[start]

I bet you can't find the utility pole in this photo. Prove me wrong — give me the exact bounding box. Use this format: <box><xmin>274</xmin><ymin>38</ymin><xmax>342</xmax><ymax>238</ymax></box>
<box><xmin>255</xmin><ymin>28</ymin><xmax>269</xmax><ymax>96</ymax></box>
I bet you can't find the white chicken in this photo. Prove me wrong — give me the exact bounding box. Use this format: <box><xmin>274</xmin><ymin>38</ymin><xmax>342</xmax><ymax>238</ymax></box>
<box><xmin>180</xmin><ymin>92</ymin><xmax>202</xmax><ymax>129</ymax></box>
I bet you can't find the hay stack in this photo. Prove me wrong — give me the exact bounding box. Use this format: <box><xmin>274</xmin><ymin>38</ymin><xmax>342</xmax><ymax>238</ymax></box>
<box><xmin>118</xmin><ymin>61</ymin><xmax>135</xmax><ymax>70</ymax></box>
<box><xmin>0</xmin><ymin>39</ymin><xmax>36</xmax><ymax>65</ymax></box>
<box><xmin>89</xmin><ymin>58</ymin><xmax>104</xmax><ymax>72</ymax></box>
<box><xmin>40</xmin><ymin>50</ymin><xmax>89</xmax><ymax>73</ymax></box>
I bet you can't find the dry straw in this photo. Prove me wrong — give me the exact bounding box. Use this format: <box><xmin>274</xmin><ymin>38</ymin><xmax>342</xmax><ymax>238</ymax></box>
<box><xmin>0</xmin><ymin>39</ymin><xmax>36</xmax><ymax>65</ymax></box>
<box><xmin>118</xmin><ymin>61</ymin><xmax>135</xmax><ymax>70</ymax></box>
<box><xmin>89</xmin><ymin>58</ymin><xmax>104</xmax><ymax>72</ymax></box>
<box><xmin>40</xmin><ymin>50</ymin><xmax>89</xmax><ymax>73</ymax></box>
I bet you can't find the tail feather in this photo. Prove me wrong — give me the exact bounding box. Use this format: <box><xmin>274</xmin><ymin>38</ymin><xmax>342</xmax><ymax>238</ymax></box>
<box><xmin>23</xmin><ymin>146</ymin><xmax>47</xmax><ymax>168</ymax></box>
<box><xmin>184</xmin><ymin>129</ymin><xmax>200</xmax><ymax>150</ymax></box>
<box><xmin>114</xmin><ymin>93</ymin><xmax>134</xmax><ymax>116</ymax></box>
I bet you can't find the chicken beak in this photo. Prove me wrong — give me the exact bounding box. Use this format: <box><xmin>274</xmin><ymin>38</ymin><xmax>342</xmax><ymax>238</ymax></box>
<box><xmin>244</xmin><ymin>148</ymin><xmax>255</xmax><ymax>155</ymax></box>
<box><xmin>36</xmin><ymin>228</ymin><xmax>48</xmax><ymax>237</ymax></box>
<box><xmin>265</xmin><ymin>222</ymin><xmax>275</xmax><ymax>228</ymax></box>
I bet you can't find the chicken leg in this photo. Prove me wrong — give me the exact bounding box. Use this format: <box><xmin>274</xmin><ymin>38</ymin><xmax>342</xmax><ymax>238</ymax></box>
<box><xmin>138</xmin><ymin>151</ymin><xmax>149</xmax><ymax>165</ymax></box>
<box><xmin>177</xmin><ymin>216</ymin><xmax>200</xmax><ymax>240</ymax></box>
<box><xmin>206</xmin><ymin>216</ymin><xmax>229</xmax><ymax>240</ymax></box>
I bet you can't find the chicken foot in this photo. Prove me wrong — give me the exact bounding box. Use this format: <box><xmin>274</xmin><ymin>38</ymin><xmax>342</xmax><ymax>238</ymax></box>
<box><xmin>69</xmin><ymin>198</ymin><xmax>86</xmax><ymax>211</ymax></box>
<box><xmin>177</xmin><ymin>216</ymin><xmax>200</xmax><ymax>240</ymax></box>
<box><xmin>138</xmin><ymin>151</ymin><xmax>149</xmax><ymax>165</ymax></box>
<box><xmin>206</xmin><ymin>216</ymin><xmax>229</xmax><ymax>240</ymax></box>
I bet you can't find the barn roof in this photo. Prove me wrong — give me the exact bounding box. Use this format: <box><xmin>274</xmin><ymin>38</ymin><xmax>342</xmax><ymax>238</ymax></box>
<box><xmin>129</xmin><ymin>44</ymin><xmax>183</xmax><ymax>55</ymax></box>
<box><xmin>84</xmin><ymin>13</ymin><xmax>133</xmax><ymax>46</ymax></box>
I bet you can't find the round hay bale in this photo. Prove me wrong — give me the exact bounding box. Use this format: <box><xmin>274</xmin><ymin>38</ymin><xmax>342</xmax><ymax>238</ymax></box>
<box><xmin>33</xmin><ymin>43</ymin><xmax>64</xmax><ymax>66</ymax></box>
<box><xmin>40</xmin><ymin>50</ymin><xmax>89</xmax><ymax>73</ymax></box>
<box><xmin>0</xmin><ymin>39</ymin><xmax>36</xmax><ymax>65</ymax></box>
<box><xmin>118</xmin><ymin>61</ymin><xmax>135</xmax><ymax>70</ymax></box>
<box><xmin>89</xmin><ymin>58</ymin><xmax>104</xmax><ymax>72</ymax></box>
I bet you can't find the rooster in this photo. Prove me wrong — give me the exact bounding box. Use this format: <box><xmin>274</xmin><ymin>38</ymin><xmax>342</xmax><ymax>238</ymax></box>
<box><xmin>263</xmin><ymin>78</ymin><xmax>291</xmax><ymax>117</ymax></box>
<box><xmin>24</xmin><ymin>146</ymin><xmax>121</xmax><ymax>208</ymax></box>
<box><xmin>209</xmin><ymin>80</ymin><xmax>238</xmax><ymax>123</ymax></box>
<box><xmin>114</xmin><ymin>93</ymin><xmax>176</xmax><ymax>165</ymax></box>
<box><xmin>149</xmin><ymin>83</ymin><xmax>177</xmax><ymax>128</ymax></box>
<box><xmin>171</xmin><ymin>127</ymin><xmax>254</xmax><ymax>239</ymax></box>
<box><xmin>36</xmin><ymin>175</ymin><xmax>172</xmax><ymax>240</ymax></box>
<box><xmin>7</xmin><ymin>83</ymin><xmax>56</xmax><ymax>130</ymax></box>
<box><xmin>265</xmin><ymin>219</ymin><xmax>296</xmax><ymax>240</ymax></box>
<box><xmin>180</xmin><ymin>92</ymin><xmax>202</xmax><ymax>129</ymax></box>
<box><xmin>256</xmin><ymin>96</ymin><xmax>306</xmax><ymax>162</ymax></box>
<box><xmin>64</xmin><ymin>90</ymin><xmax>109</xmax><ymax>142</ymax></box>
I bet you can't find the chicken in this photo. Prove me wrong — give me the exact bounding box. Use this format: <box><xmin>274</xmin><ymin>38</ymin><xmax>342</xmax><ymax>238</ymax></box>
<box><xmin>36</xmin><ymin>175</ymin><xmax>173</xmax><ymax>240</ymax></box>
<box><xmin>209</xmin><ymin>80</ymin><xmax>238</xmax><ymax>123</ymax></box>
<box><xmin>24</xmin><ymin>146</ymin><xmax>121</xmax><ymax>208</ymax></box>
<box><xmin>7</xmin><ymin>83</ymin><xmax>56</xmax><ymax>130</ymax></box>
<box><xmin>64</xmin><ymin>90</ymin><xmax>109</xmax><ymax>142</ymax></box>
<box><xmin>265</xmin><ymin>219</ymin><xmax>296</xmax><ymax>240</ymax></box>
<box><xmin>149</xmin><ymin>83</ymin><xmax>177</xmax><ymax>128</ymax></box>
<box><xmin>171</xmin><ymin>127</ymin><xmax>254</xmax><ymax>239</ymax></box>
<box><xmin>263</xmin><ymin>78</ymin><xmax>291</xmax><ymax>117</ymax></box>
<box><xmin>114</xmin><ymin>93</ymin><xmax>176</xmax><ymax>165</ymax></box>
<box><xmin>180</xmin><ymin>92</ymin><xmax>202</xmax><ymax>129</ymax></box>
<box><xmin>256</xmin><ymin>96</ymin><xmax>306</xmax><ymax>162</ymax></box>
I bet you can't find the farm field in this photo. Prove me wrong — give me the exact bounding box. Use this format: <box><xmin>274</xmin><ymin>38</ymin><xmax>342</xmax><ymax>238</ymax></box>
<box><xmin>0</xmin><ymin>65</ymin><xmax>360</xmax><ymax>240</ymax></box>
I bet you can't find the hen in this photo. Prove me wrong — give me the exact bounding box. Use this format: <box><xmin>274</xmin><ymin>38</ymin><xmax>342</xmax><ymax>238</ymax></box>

[end]

#### Aim of the exercise:
Count how many lines of the records contain the word "chicken", with case counting. Give only the number.

#### Completed task:
5